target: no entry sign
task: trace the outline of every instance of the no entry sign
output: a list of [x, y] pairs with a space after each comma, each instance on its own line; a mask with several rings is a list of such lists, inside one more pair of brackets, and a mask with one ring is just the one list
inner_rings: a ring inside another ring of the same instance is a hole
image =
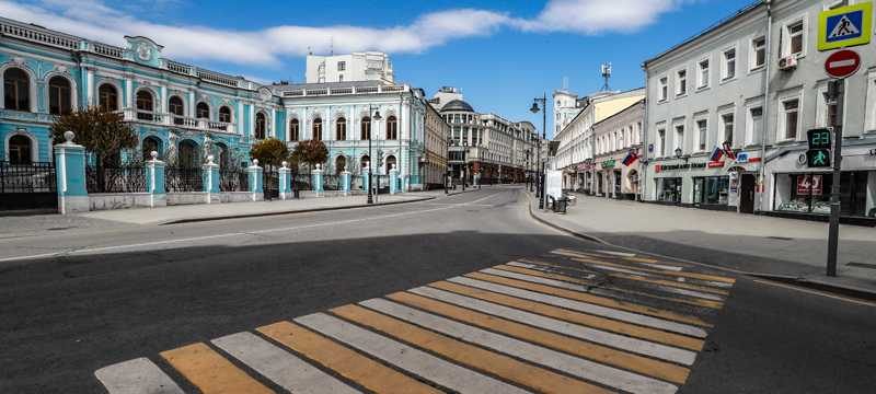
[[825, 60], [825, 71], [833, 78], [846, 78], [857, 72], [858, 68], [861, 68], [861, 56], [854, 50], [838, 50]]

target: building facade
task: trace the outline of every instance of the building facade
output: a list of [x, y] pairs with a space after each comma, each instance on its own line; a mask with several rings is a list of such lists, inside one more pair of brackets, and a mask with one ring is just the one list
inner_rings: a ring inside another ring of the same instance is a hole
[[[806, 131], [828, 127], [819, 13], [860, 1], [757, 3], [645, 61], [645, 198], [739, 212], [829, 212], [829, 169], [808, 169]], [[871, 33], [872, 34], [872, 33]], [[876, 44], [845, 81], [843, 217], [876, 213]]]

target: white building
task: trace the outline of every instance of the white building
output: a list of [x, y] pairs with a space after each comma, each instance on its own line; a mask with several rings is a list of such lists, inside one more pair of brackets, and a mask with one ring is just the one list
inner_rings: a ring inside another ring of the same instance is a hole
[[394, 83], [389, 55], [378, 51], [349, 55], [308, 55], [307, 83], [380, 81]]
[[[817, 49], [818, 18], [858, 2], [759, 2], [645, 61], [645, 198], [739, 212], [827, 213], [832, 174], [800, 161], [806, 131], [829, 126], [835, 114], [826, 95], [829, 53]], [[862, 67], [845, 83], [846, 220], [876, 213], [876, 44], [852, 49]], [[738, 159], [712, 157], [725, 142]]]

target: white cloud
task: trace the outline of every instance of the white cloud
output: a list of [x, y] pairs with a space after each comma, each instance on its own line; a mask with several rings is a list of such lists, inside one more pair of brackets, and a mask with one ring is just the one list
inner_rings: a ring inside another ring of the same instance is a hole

---

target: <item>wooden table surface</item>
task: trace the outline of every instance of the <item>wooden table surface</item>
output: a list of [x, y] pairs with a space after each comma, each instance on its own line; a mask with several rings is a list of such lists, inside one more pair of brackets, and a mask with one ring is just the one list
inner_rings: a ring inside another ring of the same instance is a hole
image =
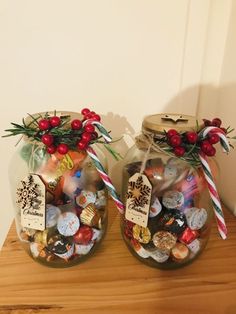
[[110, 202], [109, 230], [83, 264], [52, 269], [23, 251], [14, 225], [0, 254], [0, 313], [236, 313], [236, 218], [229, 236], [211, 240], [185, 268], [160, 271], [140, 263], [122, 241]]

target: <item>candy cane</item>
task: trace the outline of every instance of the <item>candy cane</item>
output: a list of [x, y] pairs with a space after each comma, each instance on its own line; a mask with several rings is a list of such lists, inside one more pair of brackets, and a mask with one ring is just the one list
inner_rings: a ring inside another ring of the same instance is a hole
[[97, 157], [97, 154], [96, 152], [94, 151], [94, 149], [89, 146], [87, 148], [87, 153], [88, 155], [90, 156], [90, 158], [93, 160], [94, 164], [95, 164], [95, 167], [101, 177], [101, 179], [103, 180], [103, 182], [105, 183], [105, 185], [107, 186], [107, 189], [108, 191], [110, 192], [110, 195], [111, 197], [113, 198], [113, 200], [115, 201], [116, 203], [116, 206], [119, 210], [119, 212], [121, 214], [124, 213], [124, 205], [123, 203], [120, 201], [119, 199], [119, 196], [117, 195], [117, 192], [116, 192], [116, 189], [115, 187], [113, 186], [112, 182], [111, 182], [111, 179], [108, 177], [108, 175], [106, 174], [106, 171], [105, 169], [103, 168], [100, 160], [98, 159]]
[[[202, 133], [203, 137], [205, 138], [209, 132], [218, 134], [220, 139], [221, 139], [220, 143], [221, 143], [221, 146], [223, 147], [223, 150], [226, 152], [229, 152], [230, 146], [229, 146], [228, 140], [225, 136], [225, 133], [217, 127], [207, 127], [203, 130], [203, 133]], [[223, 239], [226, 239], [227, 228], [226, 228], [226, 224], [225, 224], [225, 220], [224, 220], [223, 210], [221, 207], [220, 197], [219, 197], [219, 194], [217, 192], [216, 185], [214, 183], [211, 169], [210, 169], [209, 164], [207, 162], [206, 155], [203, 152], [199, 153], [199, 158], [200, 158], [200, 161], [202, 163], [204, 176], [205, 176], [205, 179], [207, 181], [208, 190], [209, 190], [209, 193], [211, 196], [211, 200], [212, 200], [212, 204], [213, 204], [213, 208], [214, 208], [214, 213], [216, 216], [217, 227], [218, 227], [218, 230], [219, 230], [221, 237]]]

### O QUE SE PEDE
Pode reproduzir sem nenhuma alteração o trecho que começa na linha que contém "target: no entry sign" e termina na linha que contém "50], [838, 50]]", com as duas linhas incluídas, mas sem pôr as imagens na resposta?

### SOLUÇÃO
target: no entry sign
task: trace the outline of every instance of the no entry sign
output: a list of [x, y] pairs with a space after each comma, each instance on its own line; a mask with several rings is a list of such lists, inside one more pair of brackets, and a mask with one ring is just the one list
inner_rings: a ring inside another ring of the same instance is a hole
image =
[[825, 60], [825, 71], [833, 78], [846, 78], [857, 72], [858, 68], [861, 68], [861, 56], [854, 50], [838, 50]]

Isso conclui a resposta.